Fragment tekstu -
------------

Podczas gdy Korea Południowa przetestowała radar wspierany sztuczną inteligencją, który jest zdolny do wykrywania dronów stealth na kilku kilometrach, Chiny pochwaliły się czujnikiem kwantowym dla dronów, umożliwiający namierzanie okrętów podwodnych z bezprecedensową precyzją.

Sztuczna inteligencja wykryje drony, a okręty nie ukryją się przed kwantowym okiem

Nowy radar opracowany w Korei Południowej wykorzystuje sztuczną inteligencję do wykrywania i śledzenia dronów stealth, które zwykle wymykają się tradycyjnym radarom. Standardowe systemy mają problemy z namierzaniem małych dronów, a to zwłaszcza tych wykonanych z materiałów pochłaniających fale radiowe. Jednak radar wspierany SI jest w stanie wykrywać takie obiekty z odległości kilku kilometrów (ok. 2–5 km), a to wszystko dzięki wykonywanej analizie wzorców sygnałów radarowych w czasie rzeczywistym. Dzięki temu sztuczna inteligencja potrafi odróżnić ptaka od zwykłego drona, a drona stealth od obu. Chociaż technologia jest obiecująca, to same radary SI mają swoje ograniczenia. Ich skuteczność zależy od jakości i wielkości danych treningowych oraz od częstych aktualizacji, aby nadążyć za ewolucją technologii dronów.

Czytaj też: Myśliwiec tak zaawansowany, że piloci nim nie wylądują. Chiny mają na to rozwiązanie

Przełom to za mało powiedziane. Wojskowi wykryją to, co miało być niewidzialne

Jeszcze większe wrażenie robi osiągnięcie Chińczyków, bo stworzyli oni nowy kwantowy system sensorów dla dronów, który ma umożliwić wykrywanie okrętów podwodnych poprzez superczułe pomiary pola magnetycznego. Dotychczasowe systemy walki z okrętami podwodnymi stealth opierały się na optycznie pompowanych magnetometrach, które mają jednak poważne ograniczenia, a to zwłaszcza w rejonach równikowych (np. Morze Południowochińskie), gdzie linie pola magnetycznego Ziemi przebiegają prawie poziomo. Chińscy naukowcy twierdzą jednak, że pokonali ten problem, a to dzięki zastosowaniu magnetometru atomowego opartego na pułapkach koherentnej populacji (CPT). Ten sensor wykorzystuje zjawisko interferencji kwantowej w atomach rubidu, osiągając czułość rzędu pikotesli, podczas gdy pole magnetyczne Ziemi na powierzchni wynosi około 50 mikrotesli. Czujnik chiński ma więc wykrywać zaburzenia miliard razy słabsze.

------------

Wymagania ćwiczenia -
1. Z jakiej odległości, według fragmentu tekstu, radar wspierany sztuczną inteligencją potrafi wykrywać drony stealth?
2. Przedstaw w formie krótkiej listy akapit fragmentu tekstu zaczynający się od słów „Nowy radar opracowany w Korei Południowej”, zachowując jego główne fakty.
Poniższe wiersze to osobny, niezależny materiał.

------------

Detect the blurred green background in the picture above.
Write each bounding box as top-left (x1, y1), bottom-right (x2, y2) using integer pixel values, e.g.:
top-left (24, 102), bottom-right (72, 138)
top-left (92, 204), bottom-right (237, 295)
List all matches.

------------

Odpowiedzi do zadań -
1. Z odległości kilku kilometrów, czyli około 2–5 km.

2.
- Radar z Korei Południowej wykorzystuje sztuczną inteligencję do wykrywania i śledzenia dronów stealth, które zwykle wymykają się tradycyjnym radarom.
- Standardowe systemy mają problemy z małymi dronami, zwłaszcza wykonanymi z materiałów pochłaniających fale radiowe.
- Radar SI wykrywa takie obiekty z odległości ok. 2–5 km dzięki analizie wzorców sygnałów radarowych w czasie rzeczywistym.
- Potrafi odróżnić ptaka od zwykłego drona, a drona stealth od obu.
- Jego skuteczność zależy od jakości i wielkości danych treningowych oraz od częstych aktualizacji nadążających za rozwojem technologii dronów.